_Stated task 1_. In the asteroid text, what record level did the probability of 2024 YR4 hitting Earth reach?

_Text excerpt_.
An image of the asteroid 2024 YR4 taken by the European Southern Observatory's Very Large Telescope, released on February 25, 2025, shows a frame of the asteroid's path through the night sky in January 2025, observed at infrared wavelengths with the HAWK-I instrument.

An image of the asteroid 2024 YR4 taken by the European Southern Observatory’s Very Large Telescope, released on February 25, 2025, shows a frame of the asteroid’s path through the night sky in January 2025, observed at infrared wavelengths with the HAWK-I instrument.

Because it’s big enough to be deemed a “city killer,” asteroid 2024 YR4 became a source of alarm due to the uncommonly high risk it had of colliding with Earth on Dec. 22, 2032.

The space rock was reported Dec. 27, 2024, to the Minor Planet Center, the official authority for observing and reporting new asteroids, comets and other small bodies in the solar system. The object eventually caught the attention of NASA and other astronomers when it rose on the U.S. Space Agency’s Sentry Impact Risk Table, which tracks any known asteroids with a non-zero probability of hitting Earth.

For a time, it was the only object among more than 37,000 known large space rocks with any chance of hitting Earth anytime soon – with its probability of impact even rising to a record level of 3.1%.

That began to change in late February as more precise observations allowed scientists to effectively winnow down the asteroid’s odds of impact to a number so low, it might as well be zero.

How big is asteroid 2024 YR4?

Based observations from the James Webb Space Telescope, scientists know the asteroid’s approximate length could reach nearly 300 feet, or about the size of a 10-story building.

Earth safe from YR4 asteroid, but impact odds for moon keep rising

While Earth may no longer be at risk of a calamitous collision with the asteroid, the moon isn’t so lucky.

Webb’s initial observations in March saw the odds of YR4 crashing into the moon rising from the 1.7% figure calculated in February to 3.8%, according to NASA’s Center for Near Earth Object Studies, which tracks objects like asteroids at the agency’s Jet Propulsion Laboratory in California.

Those odds rose once again to 4.3% after Webb’s latest observations were made in May. According to NASA, the data helped improve scientists’ understanding of where the asteroid will be on Dec. 22, 2032, by nearly 20%.

What would happen if asteroid hit moon?

A strawberry moon as seen from Skinner Butte in Eugene, Oregon, in 2016.

_Dataset rows_.
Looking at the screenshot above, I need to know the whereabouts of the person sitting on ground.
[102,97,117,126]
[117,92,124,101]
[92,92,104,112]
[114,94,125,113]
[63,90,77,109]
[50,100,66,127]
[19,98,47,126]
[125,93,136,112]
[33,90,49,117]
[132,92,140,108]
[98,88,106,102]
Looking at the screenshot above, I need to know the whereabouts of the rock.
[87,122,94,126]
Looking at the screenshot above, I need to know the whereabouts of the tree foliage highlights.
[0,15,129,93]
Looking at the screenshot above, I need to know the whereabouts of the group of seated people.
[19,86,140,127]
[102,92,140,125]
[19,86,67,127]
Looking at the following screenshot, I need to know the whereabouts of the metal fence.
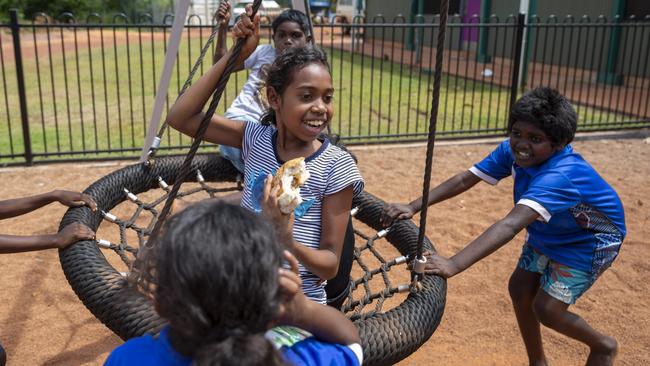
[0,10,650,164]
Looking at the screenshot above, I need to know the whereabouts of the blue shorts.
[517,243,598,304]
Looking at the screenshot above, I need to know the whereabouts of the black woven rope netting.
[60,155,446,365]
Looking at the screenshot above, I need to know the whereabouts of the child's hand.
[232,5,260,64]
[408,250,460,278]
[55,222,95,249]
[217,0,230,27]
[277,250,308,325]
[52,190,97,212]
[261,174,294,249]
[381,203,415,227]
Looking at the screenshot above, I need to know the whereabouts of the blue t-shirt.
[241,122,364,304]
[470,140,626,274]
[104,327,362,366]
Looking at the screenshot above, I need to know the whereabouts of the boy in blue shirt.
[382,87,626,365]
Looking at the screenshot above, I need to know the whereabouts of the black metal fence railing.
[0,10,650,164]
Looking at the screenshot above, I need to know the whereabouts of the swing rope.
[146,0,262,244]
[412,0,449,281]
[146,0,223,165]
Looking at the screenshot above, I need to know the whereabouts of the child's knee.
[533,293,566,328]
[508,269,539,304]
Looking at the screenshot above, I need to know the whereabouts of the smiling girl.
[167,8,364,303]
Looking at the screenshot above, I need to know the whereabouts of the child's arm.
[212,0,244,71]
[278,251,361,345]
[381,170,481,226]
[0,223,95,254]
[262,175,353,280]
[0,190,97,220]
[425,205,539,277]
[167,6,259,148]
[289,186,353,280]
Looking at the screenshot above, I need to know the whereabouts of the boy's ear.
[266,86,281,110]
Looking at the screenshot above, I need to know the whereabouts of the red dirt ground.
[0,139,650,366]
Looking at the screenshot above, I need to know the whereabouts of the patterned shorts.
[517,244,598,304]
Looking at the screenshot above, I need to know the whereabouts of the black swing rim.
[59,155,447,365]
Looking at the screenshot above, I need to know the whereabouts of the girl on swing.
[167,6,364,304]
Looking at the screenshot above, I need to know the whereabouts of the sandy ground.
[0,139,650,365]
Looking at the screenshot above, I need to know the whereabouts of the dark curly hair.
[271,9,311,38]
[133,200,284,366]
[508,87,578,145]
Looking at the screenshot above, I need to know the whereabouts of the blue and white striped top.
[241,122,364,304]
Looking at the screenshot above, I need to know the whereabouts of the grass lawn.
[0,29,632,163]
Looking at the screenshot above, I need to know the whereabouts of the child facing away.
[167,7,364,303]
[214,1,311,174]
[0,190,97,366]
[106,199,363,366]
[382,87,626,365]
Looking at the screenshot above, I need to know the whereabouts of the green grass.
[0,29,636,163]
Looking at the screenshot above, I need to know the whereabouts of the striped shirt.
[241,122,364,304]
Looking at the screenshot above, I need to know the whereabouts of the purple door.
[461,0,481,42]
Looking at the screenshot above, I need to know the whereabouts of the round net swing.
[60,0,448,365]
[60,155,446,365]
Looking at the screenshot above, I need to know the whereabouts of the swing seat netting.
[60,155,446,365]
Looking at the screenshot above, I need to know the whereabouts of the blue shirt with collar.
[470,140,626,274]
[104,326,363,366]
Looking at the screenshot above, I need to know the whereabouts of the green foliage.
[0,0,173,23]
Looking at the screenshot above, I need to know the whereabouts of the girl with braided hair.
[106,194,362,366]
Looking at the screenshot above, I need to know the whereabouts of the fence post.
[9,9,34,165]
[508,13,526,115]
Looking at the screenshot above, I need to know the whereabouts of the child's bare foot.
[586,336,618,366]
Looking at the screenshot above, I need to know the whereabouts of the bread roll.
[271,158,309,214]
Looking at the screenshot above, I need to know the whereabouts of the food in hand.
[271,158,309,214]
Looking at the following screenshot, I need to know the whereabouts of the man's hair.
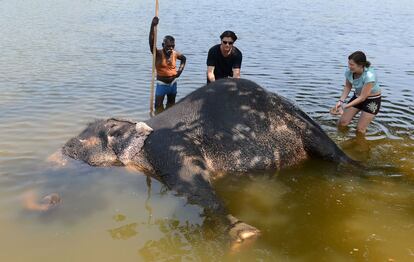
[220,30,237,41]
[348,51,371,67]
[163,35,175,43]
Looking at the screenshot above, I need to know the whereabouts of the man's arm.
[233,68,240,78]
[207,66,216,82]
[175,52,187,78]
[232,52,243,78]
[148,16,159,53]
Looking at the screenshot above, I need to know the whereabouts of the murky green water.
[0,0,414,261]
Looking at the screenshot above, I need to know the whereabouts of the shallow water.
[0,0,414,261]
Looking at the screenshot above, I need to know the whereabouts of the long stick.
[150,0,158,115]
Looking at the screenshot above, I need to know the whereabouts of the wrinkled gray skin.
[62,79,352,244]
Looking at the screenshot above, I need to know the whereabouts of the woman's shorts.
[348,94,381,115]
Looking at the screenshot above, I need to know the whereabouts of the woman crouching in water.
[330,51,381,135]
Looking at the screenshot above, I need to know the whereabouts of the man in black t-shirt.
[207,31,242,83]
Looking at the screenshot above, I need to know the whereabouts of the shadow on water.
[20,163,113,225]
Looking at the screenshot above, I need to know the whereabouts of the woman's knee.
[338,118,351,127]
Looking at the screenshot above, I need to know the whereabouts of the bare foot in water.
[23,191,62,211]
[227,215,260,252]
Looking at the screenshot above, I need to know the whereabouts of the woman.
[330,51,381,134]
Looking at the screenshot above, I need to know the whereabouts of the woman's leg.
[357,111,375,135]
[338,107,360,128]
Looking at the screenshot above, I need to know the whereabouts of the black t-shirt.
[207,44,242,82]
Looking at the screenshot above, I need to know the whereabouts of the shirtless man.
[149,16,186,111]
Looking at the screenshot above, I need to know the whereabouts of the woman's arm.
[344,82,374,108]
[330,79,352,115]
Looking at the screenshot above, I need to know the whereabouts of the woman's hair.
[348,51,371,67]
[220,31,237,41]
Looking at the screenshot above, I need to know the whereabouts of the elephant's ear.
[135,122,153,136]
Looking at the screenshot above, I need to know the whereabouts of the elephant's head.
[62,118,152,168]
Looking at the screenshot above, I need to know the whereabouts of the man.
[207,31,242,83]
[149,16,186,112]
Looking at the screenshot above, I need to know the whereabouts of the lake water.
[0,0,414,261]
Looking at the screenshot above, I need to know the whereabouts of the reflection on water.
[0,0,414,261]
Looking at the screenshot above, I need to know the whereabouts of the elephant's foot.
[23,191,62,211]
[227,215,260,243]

* * *

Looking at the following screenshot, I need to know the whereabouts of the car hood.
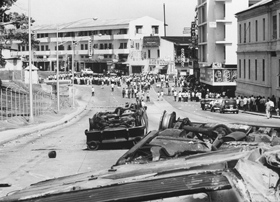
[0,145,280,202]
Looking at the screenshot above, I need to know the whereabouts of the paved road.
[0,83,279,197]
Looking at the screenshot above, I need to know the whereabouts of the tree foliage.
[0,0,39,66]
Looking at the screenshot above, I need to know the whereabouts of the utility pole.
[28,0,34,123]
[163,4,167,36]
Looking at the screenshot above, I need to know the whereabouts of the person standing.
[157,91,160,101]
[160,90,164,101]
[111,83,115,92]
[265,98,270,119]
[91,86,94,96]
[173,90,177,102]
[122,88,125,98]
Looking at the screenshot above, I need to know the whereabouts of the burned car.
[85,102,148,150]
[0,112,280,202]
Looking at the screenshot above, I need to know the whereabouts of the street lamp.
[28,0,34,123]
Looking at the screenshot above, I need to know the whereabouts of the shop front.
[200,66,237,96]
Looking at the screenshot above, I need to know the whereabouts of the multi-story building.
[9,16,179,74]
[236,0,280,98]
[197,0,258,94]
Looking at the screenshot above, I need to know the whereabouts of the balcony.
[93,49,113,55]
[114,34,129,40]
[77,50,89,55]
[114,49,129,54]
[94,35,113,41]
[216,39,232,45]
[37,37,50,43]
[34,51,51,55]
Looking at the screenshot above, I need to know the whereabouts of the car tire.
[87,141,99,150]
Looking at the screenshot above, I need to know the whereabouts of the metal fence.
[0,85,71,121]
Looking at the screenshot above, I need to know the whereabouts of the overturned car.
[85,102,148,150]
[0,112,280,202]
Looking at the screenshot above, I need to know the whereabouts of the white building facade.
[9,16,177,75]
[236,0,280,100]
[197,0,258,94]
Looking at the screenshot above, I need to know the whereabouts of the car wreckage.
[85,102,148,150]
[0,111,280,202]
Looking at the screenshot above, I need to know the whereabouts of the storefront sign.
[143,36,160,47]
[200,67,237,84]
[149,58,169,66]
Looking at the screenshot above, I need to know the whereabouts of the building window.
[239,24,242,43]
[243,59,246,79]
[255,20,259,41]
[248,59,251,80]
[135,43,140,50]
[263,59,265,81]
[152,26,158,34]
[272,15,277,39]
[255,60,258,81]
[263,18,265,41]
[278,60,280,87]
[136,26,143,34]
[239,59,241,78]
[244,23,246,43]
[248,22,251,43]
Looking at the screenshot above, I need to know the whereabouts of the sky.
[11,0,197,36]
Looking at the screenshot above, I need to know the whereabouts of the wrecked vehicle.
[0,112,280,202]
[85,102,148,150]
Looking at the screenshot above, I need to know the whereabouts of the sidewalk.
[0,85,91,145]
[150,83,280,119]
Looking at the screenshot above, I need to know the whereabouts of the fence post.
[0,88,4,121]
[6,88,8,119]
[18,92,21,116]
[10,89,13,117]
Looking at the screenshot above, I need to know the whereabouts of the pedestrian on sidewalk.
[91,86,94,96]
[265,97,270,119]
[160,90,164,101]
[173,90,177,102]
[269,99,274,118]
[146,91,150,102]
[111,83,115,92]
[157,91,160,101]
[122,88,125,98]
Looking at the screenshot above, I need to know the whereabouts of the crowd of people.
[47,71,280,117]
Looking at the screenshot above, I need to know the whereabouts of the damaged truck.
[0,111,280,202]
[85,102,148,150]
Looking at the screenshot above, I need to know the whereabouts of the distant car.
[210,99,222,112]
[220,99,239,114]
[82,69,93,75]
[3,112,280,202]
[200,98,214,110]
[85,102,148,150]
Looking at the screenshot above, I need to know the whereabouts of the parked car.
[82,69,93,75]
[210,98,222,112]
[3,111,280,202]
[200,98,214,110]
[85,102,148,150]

_Stated task 2_. Update the listing from the line containing "the paved road." through the line containing "[163,4,167,36]", putting "power pole" in place of "utility pole", and return only those lines.

_Full answer 1_. 3.1%

_Full answer 2_.
Looking at the screenshot above, I need to know the whereabouts of the paved road.
[0,83,279,197]
Looking at the screenshot above, I need to know the whereabouts of the tree foliage.
[0,0,39,66]
Looking at the screenshot above, I need to know the whereabouts of the power pole.
[28,0,34,123]
[163,4,167,36]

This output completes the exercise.